**Problem set**
**a)** In the bug report below, which file still holds the VNC encryption entries that the cleanup script fails to remove?
**b)** Repeat the bug report word for word, everything from "An ovirt-hosted-engine-cleanup was" down to "the HostedEngineLocal VM.".
— BEGIN Quoted passage —
Note: This bug is displayed in read-only format because the product is no longer active in Red Hat Bugzilla.

Bug 1884599

Summary: Hosted-engine deploy is failing with error "Unable to access credentials /etc/pki/vdsm/libvirt-vnc/ca-cert.pem"
Product: Red Hat Enterprise Virtualization Manager Reporter: nijin ashok <nashok>
Component: ovirt-ansible-collectionAssignee: Asaf Rachmani <arachman>
Status: CLOSED ERRATA QA Contact: Nikolai Sednev <nsednev>
Severity: medium Docs Contact:
Priority: low    
Version: 4.4.1CC: lsurette, mavital
Target Milestone: ovirt-4.4.3-1Keywords: Triaged, ZStream
Target Release: 4.4.3   
Hardware: All   
OS: Linux   
Whiteboard:
Fixed In Version: ovirt-ansible-collection-1.2.2 Doc Type: If docs needed, set a value
Doc Text:
Story Points: ---
Clone Of: Environment:
Last Closed: 2020-11-24 13:13:12 UTC Type: Bug
Regression: --- Mount Type: ---
Documentation: --- CRM:
Verified Versions: Category: ---
oVirt Team: Integration RHEL 7.3 requirements from Atomic Host:
Cloudforms Team: --- Target Upstream Version:
Embargoed:

Description nijin ashok 2020-10-02 12:12:36 UTC
Description of problem:

An ovirt-hosted-engine-cleanup was executed after a failed deployment and then the deployment is always failing with the error below while installing the HostedEngineLocal VM.

====
[ ERROR ] fatal: [localhost]: FAILED! => {"changed": true, "cmd": ["virt-install", "-n", "HostedEngineLocal", "--os-variant", "rhel8.0", "--virt-type", "kvm", "--memory", "2786", "--vcpus", "4", "--network", "network=default,mac=56:6f:88:58:00:00,model=virtio", "--disk", .....
 "msg": "non-zero return code", "rc": 1, "start": "2020-10-02 12:07:26.297519", "stderr": "ERROR    internal error: process exited while connecting to monitor: 2020-10-02T12:07:39.063524Z qemu-kvm: -object tls-creds-x509,id=vnc-tls-creds0,dir=/etc/pki/vdsm/libvirt-vnc,endpoint=server,verify-peer=no: Unable to access credentials /etc/pki/vdsm/libvirt-vnc/ca-cert.pem: No such file or directory\nDomain installation does not appear to have been successful......... --connect qemu:///system start HostedEngineLocal", "otherwise, please restart your installation."], "stdout": "\nStarting install...", "stdout_lines": ["", "Starting install..."]}
====

The issue is because the cleanup script is not removing the below entries from the file "/etc/libvirt/qemu.conf".

===
tail -4 /etc/libvirt/qemu.conf
## beginning of configuration section for VNC encryption
vnc_tls=1
vnc_tls_x509_cert_dir="/etc/pki/vdsm/libvirt-vnc"
## end of configuration section for VNC encryption
===

The above entries are added if the cluster has "VNC encryption" enabled. The default cluster don't have "VNC encryption" enabled by default. However any new cluster which is created will be having "vnc encryption" by default. So the issue is only reproducible if we provide custom DC and cluster names.
— END Quoted passage —
— BEGIN Dataset records —
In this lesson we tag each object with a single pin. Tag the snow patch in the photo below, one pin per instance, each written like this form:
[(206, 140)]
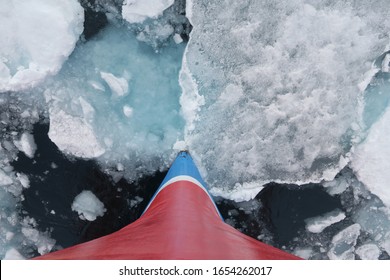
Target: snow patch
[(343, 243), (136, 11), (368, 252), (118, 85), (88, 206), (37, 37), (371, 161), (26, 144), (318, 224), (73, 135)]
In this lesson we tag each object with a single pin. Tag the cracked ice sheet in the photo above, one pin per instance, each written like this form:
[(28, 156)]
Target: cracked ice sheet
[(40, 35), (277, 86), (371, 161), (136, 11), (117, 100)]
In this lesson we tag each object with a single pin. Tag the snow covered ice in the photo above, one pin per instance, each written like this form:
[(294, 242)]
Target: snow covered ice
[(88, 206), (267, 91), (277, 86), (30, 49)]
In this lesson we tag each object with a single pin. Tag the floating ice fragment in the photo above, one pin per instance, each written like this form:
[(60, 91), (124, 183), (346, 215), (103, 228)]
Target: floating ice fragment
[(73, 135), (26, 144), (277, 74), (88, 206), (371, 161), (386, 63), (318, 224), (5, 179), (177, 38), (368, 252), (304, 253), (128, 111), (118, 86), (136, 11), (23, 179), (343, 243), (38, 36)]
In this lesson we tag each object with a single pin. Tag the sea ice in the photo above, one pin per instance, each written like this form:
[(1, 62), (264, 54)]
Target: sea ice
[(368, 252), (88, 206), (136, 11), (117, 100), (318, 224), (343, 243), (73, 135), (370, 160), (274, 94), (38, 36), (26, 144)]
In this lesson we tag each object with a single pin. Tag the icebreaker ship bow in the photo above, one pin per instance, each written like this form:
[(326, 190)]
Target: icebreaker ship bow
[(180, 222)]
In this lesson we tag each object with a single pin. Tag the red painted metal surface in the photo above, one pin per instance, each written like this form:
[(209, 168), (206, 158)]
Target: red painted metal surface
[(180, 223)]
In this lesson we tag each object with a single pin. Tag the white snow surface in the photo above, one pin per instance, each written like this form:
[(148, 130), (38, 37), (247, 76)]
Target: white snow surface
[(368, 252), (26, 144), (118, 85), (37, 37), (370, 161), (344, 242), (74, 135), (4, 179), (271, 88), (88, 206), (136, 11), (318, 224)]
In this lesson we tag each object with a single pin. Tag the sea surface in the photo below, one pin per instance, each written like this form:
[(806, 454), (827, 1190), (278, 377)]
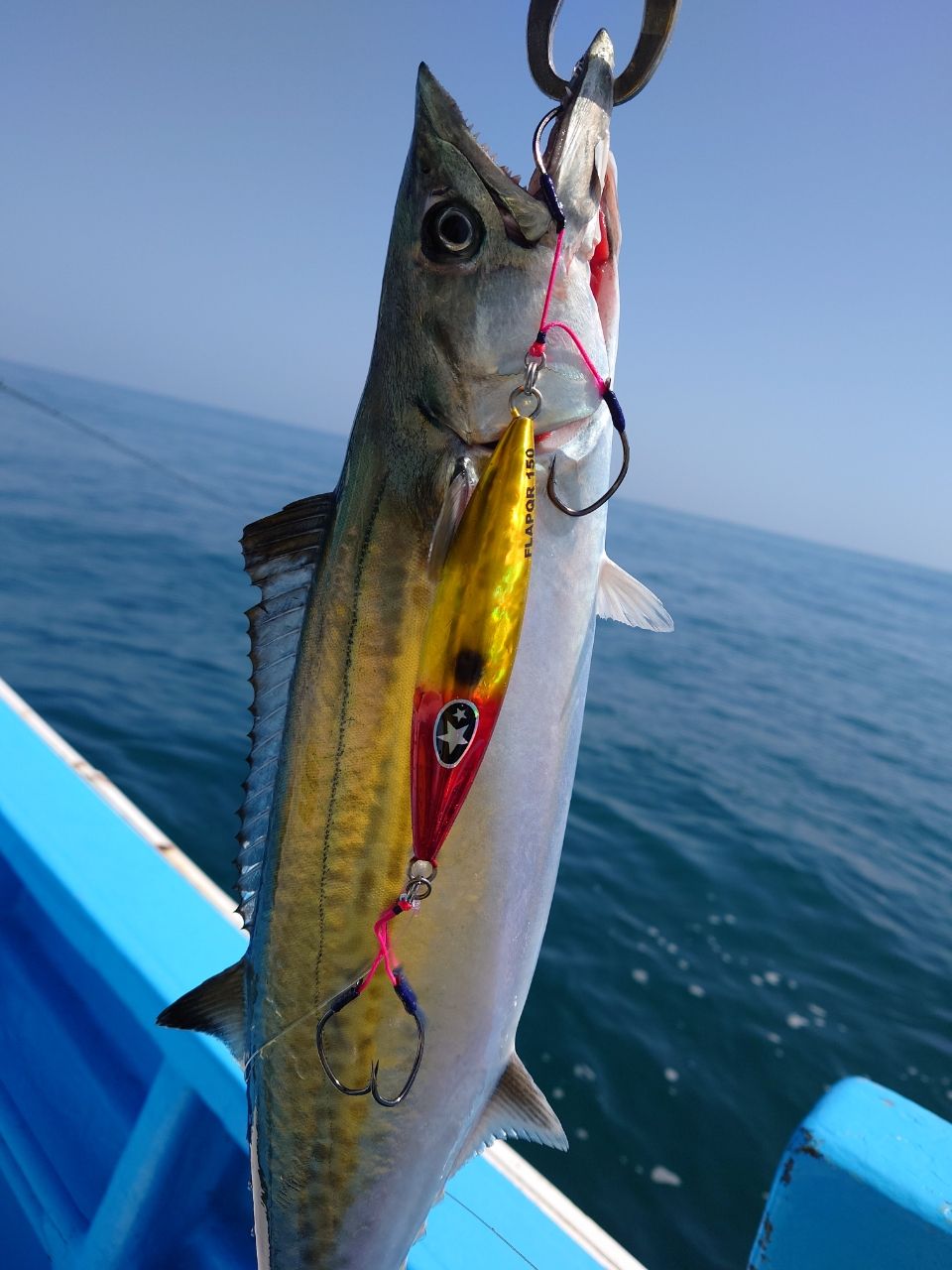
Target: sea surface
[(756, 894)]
— END Dataset records —
**Expected results**
**a)** /etc/libvirt/qemu.conf

**b)**
An ovirt-hosted-engine-cleanup was executed after a failed deployment and then the deployment is always failing with the error below while installing the HostedEngineLocal VM.